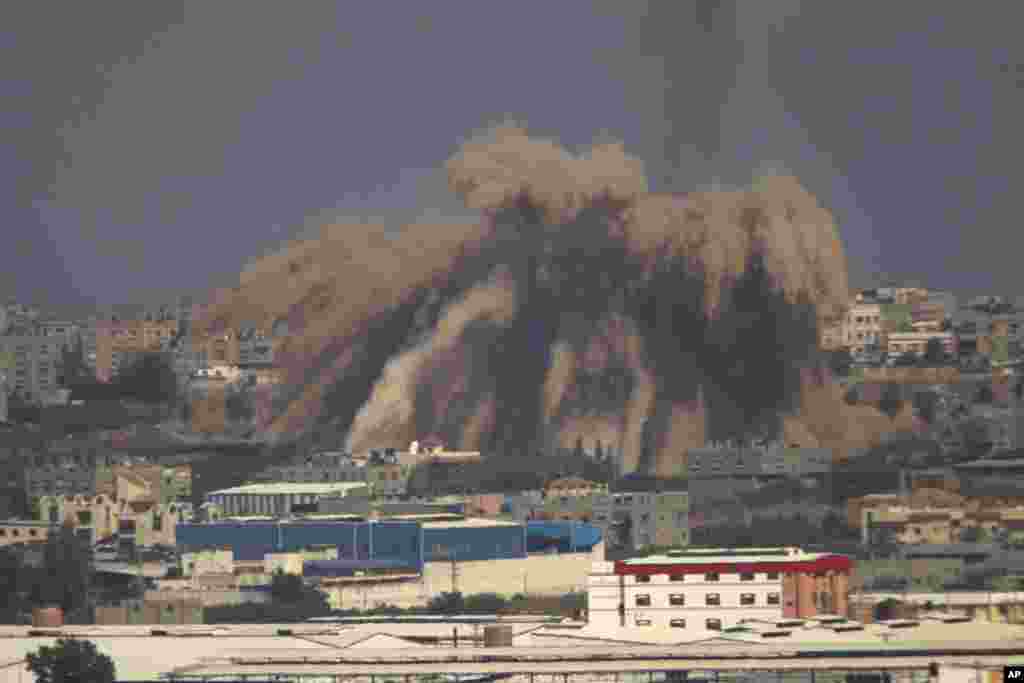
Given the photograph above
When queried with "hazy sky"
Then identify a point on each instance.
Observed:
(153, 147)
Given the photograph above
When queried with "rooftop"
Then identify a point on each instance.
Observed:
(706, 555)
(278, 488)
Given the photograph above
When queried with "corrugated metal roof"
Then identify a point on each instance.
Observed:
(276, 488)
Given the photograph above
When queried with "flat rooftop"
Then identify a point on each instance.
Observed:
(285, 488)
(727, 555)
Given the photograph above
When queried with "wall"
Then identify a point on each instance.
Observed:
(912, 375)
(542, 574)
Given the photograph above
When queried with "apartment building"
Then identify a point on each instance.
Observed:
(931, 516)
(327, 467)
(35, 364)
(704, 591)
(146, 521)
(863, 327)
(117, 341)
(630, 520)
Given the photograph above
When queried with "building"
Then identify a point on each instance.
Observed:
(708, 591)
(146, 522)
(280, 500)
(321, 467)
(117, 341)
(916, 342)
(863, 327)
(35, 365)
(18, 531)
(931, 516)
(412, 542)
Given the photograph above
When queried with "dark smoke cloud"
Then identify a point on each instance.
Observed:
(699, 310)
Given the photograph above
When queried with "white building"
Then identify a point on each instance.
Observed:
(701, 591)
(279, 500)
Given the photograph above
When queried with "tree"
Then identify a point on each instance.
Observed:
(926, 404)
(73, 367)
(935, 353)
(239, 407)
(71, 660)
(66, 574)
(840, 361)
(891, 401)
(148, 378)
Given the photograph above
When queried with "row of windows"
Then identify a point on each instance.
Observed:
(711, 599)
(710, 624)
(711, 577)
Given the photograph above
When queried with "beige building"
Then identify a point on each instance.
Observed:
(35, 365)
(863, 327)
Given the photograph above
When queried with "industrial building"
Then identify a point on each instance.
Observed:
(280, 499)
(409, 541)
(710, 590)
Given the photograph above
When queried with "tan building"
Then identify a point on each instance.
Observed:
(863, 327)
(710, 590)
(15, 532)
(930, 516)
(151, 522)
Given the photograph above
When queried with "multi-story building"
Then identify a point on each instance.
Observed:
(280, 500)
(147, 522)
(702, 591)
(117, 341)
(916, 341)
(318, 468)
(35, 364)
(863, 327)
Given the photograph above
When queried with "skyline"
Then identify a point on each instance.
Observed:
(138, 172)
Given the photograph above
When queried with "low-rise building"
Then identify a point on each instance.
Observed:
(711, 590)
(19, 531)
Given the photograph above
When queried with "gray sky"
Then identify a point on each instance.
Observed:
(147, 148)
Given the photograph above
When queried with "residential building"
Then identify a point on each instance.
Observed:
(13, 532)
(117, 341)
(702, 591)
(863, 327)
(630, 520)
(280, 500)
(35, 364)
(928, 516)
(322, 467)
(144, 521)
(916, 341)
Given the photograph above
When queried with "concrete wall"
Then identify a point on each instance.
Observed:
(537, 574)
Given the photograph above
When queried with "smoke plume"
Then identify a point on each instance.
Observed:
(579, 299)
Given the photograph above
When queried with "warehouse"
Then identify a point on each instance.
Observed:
_ _ _
- REQUIREMENT -
Your task is an exact transcription of all the data, minus the pictures.

- ANSWER TO THE PROBLEM -
Given the photograph above
When queried with "hazy sky"
Then identify a point on each instance.
Observed:
(153, 147)
Given the photograph above
When queried with "rooftop"
Then identify a point on each instance.
Observed:
(706, 555)
(278, 488)
Given the photograph above
When queried with "corrugated metal roof"
Then identify a point on each instance.
Observed:
(276, 488)
Given the photograph above
When queried with "flat rooftop"
Then identify a point on each instance.
Observed:
(285, 488)
(727, 555)
Given the photograph above
When queried with "wall"
Then identify a point on each instance.
Observed:
(912, 375)
(542, 574)
Given the photograph above
When queried with "apartment building"
Then identify a point on each instance.
Observed:
(931, 516)
(327, 467)
(35, 364)
(704, 591)
(146, 521)
(863, 327)
(117, 341)
(630, 520)
Given the photograph above
When queried with "building"
Then identify a point on each instance.
Observed:
(708, 591)
(146, 522)
(280, 500)
(321, 467)
(117, 341)
(916, 342)
(863, 327)
(35, 365)
(18, 531)
(931, 516)
(412, 542)
Given the photograph above
When queried with "dark smoke cloud"
Then identify a point on each instance.
Observed:
(699, 310)
Given the photograph above
When queried with "white building"
Then identify a point on each instance.
Observed:
(701, 591)
(279, 500)
Given the photograph above
When queried with "tree"
Then identify a point on each instance.
Observed:
(926, 404)
(73, 367)
(935, 353)
(239, 407)
(71, 660)
(66, 574)
(840, 361)
(891, 401)
(148, 378)
Given the photograph above
When queried with "row of windows"
Then identify a point on each instance.
Observed:
(711, 599)
(710, 624)
(711, 577)
Given the photograph above
When queried with "beige building"
Then identify a point on each instance.
Observed:
(35, 365)
(863, 327)
Given the photograph above
When queried with "industrial building"
Then identify a point on each instance.
Observed:
(280, 499)
(409, 541)
(710, 590)
Given the photograph above
When queried with "tan building"
Then identify a point on each instance.
Observed:
(863, 327)
(710, 590)
(15, 532)
(930, 516)
(151, 522)
Given the photograph above
When queried with "multi-story building"
Then identify a point on each instance.
Observed:
(280, 500)
(147, 522)
(702, 591)
(117, 341)
(916, 341)
(318, 468)
(35, 364)
(863, 327)
Given the photograph above
When queried with "skyline"
Then identify a point on each instance.
Observed:
(138, 172)
Given the photograph above
When queried with "low-rise building"
Then identify a point on each instance.
Observed:
(711, 590)
(19, 531)
Given the photograph above
When queried with "gray sky"
Then identify a point on each instance.
Observed:
(147, 148)
Given the photograph above
When queried with "residential building"
Then identify a point on each instance.
Observed:
(13, 532)
(117, 341)
(702, 591)
(863, 327)
(630, 520)
(280, 500)
(35, 364)
(928, 516)
(322, 467)
(144, 521)
(916, 341)
Given the photograph above
When queried with "concrete wall"
Then identify a point on each instance.
Observed:
(537, 574)
Given the photograph above
When queried with "smoke plume"
Then identify a point on each instance.
Observed:
(579, 299)
Given the photograph above
When queried with "warehouse"
Then identify a point on each instance.
Observed:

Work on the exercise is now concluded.